>> Start
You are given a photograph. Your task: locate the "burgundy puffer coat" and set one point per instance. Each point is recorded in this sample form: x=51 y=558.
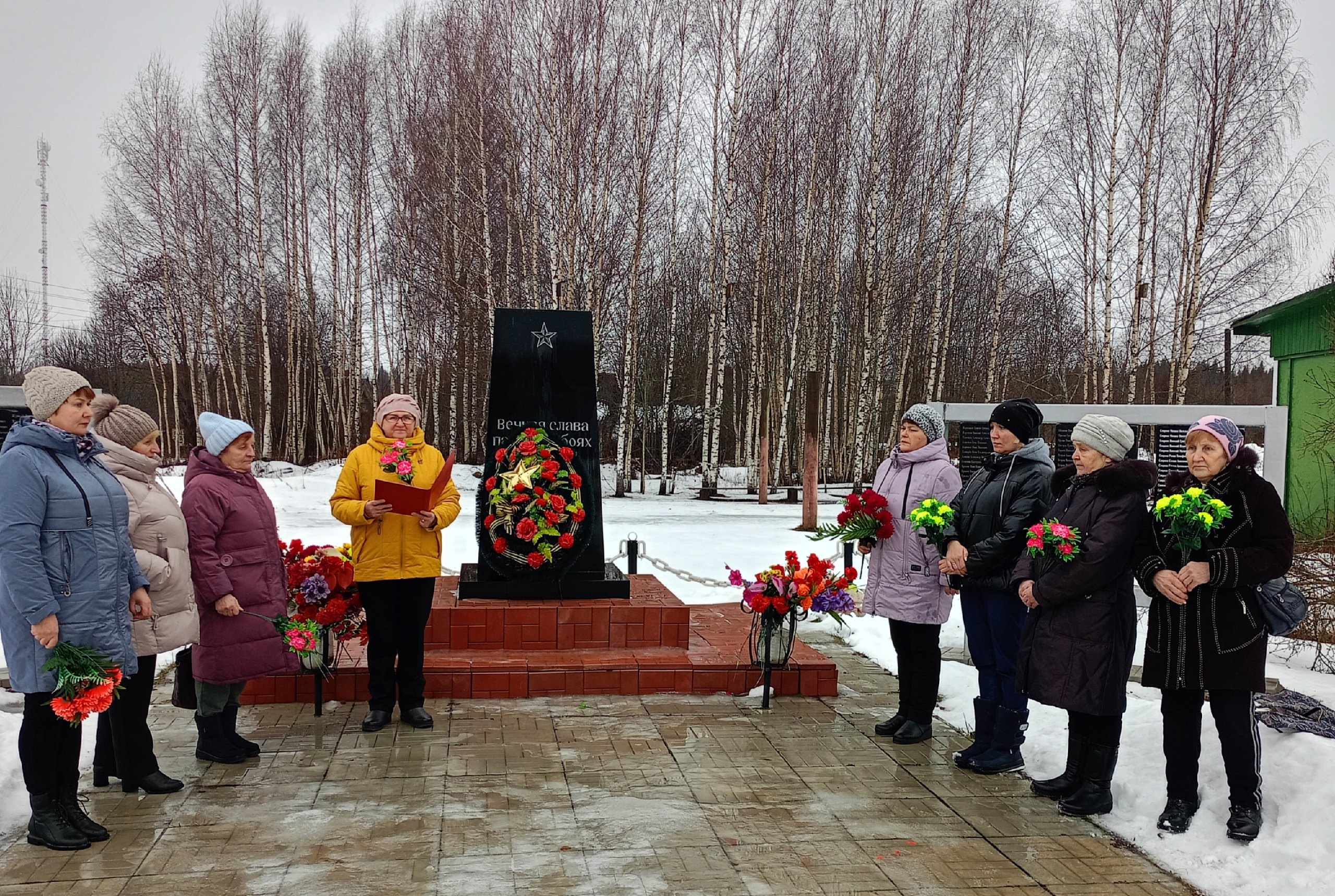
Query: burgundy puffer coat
x=234 y=550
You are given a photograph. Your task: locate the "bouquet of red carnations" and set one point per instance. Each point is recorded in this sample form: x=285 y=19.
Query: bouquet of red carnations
x=1051 y=540
x=322 y=590
x=866 y=517
x=86 y=681
x=790 y=585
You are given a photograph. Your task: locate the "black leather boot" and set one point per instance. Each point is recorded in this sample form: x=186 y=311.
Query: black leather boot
x=1243 y=823
x=50 y=827
x=214 y=745
x=250 y=748
x=1064 y=784
x=151 y=783
x=985 y=720
x=78 y=819
x=1094 y=794
x=1176 y=815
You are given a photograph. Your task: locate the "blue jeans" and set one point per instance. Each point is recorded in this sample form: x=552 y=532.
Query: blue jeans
x=993 y=621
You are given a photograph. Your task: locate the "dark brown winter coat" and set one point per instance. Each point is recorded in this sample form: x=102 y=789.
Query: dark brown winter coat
x=1081 y=641
x=1217 y=640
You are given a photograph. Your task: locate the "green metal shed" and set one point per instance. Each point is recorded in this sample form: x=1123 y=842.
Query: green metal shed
x=1302 y=342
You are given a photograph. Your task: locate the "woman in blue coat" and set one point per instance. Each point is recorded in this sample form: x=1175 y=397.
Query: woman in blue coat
x=67 y=573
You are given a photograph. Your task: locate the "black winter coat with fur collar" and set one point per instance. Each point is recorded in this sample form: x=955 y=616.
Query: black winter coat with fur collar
x=1217 y=640
x=1081 y=641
>> End
*Work to complete*. Can you quote exactly the lines from the one containing "form: x=285 y=19." through the last line of the records above, and nothing else?

*Result of this task*.
You are given a photograph. Your task: locate the "bouquet of red carnations" and set one point per instance. Each point is recorded in this sample form: x=285 y=19.
Query: bouquet of red carnations
x=1051 y=540
x=322 y=590
x=866 y=517
x=86 y=681
x=790 y=585
You are given a photograph. Your task: locate the "black leather boot" and set one point per instance. Each point is recorded in this sample form: x=186 y=311.
Query: black leather boot
x=1243 y=823
x=50 y=827
x=214 y=745
x=250 y=748
x=1064 y=784
x=151 y=783
x=985 y=720
x=78 y=819
x=1094 y=794
x=1176 y=815
You are given a photograph. Your task: locate the "blue jeans" and set one point per instance. Each point is recorded in this sample form: x=552 y=532.
Query: blue jeans
x=993 y=621
You are given a photograph. Your task: locate the "dark brown winter coat" and set one point per instance. Each point is recorded in this sample form: x=102 y=789.
Query: dark brown winter coat
x=1081 y=641
x=1217 y=640
You are given a photograph. Your task: locate the "green metal shed" and set one point per instance. Each point is recorded in this sample form: x=1123 y=842.
Query: green metal shed
x=1302 y=342
You are given a photograph. Your task: locate the "woman in blue coat" and set one point per instance. Each point is recorded in this sample form: x=1175 y=397.
Query: woman in blue coat
x=67 y=573
You are given a photograph. Your task: locate the "black winter coat with fur collar" and set one point per instance. Each point is recorded in this sample form: x=955 y=616.
Query: black winter coat with fur collar
x=1217 y=640
x=1081 y=641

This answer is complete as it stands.